===== Source extract

I would appreciate some help on how to evaluate the desired integral with this contour.
Best Answer
There are several ways to proceed. Here, we will evaluate the integral of interest $I$, as given by
$$I=\int_0^\infty \frac{\log(x^2+1)}{x^4+1}\,dx$$
using contour integration. Hence, we will evaluate the conotu integral $J$ as given by
$$J=\oint_C \frac{\log(z^2+1)}{z^4+1}\,dz$$
where $C$ is the keyhole contour as defined by the OP. Using the residue theorem, we find that
$$\begin{align} \int_{-\infty}^\infty \frac{\log(x^2+1)}{x^4+1}\,dx&=\int_1^\infty \frac{[\log(x^2-1)+i\pi]-[\log(x^2-1)-i\pi]}{1+x^4}\,i\,dx\\\\ &+2\pi i \text{Res}\left(\frac{\log(z^2+1)}{z^4+1}, z=e^{i\pi/4}\right)\\\\ 2\int_0^\infty \frac{\log(x^2+1)}{x^4+1}\,dx&=-2\pi \int_1^\infty \frac1{x^4+1}\,dx+2\pi i \left(\frac{\log(\sqrt{2})+i\pi/4}{4e^{i3\pi/4}}+\frac{\log(\sqrt2)-i\pi/4}{4e^{i9\pi/4}}\right)\\\\ \int_0^\infty \frac{\log(x^2+1)}{x^4+1}\,dx&=- \underbrace{\int_1^\infty \frac{\pi}{x^4+1}\,dx}_{=\pi^2\sqrt{2}/8 -\pi\sqrt{2}\text{coth}^{-1}(\sqrt{2})/4}+\frac\pi 4\left(\sqrt2 \log(\sqrt2)+\pi \sqrt 2/4\right)\\\\ &=\frac{\pi \sqrt 2}{4}\left(\log(2+\sqrt2)-\pi/4\right) \end{align}$$
And we are done!

==========

Written instruction 1.
In the contour-integration excerpt, which theorem is applied to evaluate the contour integral?

===== Information supplied

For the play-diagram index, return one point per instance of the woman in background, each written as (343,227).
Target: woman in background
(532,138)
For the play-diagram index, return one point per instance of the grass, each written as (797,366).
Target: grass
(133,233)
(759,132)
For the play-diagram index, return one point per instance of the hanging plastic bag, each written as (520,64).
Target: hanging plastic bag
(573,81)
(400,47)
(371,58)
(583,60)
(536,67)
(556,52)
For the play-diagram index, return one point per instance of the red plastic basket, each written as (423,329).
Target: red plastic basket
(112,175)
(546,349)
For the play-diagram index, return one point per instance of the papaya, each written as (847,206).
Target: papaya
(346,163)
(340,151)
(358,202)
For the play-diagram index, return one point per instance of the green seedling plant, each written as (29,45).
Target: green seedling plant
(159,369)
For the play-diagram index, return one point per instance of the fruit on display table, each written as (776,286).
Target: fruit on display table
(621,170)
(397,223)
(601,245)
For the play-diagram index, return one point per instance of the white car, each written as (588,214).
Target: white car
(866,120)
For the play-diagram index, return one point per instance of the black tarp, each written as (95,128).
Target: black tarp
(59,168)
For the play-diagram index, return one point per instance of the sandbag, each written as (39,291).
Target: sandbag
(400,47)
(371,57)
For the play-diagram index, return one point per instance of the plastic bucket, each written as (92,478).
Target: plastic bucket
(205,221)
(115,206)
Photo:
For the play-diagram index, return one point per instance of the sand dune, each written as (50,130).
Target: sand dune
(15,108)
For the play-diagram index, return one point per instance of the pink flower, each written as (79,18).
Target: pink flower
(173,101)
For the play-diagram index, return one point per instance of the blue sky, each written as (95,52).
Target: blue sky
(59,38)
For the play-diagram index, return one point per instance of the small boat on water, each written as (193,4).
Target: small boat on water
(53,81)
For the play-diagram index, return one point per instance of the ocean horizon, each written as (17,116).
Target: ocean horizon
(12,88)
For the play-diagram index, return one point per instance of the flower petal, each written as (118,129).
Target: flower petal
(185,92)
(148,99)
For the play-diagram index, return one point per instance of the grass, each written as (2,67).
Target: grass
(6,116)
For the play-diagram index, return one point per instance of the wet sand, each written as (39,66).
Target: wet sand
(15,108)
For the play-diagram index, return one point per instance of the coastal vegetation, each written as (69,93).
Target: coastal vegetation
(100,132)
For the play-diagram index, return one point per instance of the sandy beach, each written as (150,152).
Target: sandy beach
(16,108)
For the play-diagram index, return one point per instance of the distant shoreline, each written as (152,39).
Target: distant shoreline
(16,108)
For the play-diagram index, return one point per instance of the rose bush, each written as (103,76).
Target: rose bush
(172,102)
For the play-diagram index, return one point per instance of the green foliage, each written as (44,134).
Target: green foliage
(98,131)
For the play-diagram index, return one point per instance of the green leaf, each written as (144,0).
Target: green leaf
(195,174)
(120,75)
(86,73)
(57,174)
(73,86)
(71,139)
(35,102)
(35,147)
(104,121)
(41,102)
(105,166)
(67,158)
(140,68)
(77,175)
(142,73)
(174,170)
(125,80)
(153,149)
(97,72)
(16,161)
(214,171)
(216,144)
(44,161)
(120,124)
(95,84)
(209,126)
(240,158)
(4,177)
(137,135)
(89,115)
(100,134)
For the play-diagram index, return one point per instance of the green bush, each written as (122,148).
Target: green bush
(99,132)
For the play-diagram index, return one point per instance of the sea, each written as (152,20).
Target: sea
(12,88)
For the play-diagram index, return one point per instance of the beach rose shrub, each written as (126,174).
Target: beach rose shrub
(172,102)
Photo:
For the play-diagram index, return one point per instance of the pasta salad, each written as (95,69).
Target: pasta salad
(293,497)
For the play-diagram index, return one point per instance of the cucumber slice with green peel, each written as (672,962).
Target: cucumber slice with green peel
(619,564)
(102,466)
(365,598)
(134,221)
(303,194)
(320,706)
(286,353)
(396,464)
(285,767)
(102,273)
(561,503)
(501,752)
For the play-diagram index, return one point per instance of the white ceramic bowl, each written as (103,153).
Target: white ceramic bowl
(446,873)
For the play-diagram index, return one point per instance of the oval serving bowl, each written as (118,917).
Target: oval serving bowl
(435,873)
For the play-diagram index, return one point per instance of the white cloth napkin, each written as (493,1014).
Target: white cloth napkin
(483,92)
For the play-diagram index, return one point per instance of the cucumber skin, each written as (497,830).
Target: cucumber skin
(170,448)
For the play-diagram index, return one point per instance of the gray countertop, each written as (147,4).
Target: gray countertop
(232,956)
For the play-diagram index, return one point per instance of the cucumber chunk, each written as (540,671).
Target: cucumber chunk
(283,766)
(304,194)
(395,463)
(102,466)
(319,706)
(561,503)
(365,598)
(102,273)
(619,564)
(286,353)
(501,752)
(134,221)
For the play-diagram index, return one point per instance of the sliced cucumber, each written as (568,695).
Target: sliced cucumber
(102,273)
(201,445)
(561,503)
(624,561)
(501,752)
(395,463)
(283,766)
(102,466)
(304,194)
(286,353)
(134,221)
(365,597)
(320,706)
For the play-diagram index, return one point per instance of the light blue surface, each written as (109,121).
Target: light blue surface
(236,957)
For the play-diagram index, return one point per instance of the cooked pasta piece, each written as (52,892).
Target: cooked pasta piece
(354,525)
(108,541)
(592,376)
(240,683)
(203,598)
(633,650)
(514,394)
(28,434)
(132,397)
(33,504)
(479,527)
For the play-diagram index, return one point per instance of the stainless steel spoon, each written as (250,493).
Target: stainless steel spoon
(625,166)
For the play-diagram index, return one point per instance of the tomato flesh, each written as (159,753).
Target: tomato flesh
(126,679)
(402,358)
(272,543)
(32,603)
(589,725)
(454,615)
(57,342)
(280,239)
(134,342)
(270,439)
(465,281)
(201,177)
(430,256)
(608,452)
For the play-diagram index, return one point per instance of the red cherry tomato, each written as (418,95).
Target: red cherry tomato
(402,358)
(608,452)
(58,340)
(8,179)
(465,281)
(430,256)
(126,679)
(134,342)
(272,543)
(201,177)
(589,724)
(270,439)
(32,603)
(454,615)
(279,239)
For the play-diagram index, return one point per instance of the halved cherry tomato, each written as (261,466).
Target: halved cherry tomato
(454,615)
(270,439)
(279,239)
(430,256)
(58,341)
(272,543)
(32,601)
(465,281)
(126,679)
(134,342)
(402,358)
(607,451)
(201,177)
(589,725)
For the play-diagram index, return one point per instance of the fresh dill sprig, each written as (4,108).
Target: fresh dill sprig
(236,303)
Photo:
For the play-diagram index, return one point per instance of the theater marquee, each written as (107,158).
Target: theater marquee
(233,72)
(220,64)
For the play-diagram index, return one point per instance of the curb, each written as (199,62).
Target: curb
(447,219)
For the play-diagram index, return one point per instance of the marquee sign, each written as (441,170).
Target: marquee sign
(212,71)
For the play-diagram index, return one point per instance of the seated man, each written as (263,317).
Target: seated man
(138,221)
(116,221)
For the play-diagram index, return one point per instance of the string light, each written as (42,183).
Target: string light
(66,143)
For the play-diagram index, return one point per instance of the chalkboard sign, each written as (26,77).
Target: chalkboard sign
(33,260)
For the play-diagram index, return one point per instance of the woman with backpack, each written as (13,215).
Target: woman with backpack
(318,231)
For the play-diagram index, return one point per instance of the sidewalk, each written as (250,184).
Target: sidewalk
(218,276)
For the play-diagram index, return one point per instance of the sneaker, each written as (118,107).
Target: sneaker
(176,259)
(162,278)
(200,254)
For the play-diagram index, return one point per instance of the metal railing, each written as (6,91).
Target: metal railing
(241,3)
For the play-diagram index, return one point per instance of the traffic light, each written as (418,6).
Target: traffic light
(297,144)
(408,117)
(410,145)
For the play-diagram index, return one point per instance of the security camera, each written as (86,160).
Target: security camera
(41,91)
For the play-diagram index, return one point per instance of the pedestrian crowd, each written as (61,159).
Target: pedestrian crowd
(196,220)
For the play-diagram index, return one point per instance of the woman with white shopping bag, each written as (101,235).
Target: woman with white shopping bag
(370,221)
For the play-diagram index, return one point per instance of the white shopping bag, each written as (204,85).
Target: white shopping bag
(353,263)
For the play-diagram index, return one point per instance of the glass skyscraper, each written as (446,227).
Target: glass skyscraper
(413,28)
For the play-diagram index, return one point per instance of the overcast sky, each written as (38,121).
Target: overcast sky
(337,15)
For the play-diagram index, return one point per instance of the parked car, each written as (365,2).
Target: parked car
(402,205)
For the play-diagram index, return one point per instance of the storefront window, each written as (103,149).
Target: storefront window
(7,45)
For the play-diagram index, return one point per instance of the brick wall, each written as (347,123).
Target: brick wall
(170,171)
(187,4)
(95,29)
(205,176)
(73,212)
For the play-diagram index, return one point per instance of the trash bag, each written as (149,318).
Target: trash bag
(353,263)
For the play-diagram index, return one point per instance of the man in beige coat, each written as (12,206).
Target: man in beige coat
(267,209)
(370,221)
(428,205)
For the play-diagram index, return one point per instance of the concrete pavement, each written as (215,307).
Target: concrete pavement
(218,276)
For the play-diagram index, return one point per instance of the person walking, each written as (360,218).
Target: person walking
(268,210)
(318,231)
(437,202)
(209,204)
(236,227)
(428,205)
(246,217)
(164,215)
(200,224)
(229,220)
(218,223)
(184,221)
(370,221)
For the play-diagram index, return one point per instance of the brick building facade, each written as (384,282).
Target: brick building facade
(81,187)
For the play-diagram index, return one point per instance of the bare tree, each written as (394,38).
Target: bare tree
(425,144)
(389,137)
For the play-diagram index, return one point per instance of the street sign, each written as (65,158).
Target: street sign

==========

Written instruction 2.
Pull out every line of the rows that contains the string "table", treating uppercase and lowercase as different.

Worked answer 1.
The residue theorem.

Worked answer 2.
For the play-diagram index, return one point per instance of the fruit on display table, each written as (776,286).
Target: fruit on display table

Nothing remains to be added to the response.